Location identification items —
[BEGIN]

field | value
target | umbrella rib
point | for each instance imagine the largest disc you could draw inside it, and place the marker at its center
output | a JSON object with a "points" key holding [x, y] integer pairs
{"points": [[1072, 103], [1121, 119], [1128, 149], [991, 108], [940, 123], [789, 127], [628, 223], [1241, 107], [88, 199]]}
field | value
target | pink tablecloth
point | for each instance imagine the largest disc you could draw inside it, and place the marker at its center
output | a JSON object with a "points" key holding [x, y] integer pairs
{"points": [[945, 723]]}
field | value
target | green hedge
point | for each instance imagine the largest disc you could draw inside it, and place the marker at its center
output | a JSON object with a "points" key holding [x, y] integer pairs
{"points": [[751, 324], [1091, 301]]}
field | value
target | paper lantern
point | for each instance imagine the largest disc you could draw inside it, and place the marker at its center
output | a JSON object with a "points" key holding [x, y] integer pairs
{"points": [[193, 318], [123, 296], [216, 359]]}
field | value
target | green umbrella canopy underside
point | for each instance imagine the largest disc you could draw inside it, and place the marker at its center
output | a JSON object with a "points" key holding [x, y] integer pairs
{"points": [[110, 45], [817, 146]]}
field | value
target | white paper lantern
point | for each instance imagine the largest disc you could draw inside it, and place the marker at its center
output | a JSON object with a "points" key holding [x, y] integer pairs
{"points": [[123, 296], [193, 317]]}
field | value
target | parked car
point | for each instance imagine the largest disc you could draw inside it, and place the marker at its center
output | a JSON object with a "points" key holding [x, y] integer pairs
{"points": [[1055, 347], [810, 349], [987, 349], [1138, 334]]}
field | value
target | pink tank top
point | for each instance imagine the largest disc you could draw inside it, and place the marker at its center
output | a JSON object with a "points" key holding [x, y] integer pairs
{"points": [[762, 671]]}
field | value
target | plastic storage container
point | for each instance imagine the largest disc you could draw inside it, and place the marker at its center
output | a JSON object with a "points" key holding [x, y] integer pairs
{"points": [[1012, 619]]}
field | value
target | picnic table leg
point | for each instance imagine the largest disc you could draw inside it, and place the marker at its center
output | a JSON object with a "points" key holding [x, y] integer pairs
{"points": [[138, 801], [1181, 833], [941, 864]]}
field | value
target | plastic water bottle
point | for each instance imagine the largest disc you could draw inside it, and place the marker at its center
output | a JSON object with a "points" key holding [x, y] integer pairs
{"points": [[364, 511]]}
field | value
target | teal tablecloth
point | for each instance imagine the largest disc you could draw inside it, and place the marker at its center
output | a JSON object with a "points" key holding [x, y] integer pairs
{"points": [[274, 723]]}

[END]

Stated task —
Copy out every line of the data above, exactly as given.

Full output —
field | value
target | umbrella rib
point | for each instance imagine the largest disc you could draw inside it, and place the marker at its center
output | a JSON object with a "points" key holding [x, y] integer pairs
{"points": [[1072, 103], [1121, 119], [1128, 149], [991, 108], [940, 123], [789, 127], [628, 223], [1241, 107], [88, 199]]}
field | value
target | pink tablecloth
point | for each instance imagine the largest disc you could draw inside it, and place the marker at its center
output | a JSON object with a "points" key holding [x, y] integer pairs
{"points": [[945, 723]]}
field | value
target | green hedge
point | for each instance imagine the largest disc you could draw inside it, and place the marker at its center
output | a JSON object with a "points" key holding [x, y] integer pairs
{"points": [[751, 324], [1091, 301]]}
field | value
target | paper lantern
point | for each instance imagine the largest disc you could draw inside it, and place the marker at its center
output | a JSON object with a "points" key holding [x, y] integer pairs
{"points": [[193, 318], [123, 296], [216, 359]]}
field | value
target | green umbrella canopy underside
point | for each instance imagine the largest disc you could draw inside it, and place the marker at its center
output | a JSON object with a "points" key holding [x, y] integer pairs
{"points": [[110, 45], [817, 146]]}
field | value
target | white paper lantern
point | for each instance imagine the largest disc you could draw inside it, and place the marker at its center
output | a JSON object with a "points" key holding [x, y] integer pairs
{"points": [[123, 296], [193, 317]]}
field | value
target | parked car
point | for each instance imagine the largest disc you could draw inside it, and place the marker at its center
output | a JSON object with a "points" key holding [x, y] integer pairs
{"points": [[1055, 347], [810, 349], [987, 349], [1138, 334]]}
field | value
target | pink tank top
point | for each instance imagine the largest disc you could draw inside it, and place the marker at its center
output | a JSON object with a "points" key holding [x, y] integer pairs
{"points": [[762, 671]]}
field | value
target | plastic storage container
point | for each instance imagine the largest disc you could draw inside it, and place the marker at its center
output | a JSON object with a "points" key holding [x, y] integer pairs
{"points": [[1012, 619]]}
field | value
target | picnic table leg
point | for each instance imagine the largest disc you could draw inside it, and place the marker at its center
output | a JSON object with a "points" key holding [x, y] integer pairs
{"points": [[138, 801], [1181, 833], [941, 864]]}
field | value
target | plastic water bottle
point | for each instance imagine the largest disc you could draw inside it, and place the marker at its center
output | a JSON object with a "points" key holding [x, y] integer pairs
{"points": [[364, 511]]}
field | value
target | teal tablecloth
point | for each instance imagine the largest disc you could draw inside it, and place the marker at its center
output | a JSON object with a "points" key holding [x, y] integer pairs
{"points": [[274, 723]]}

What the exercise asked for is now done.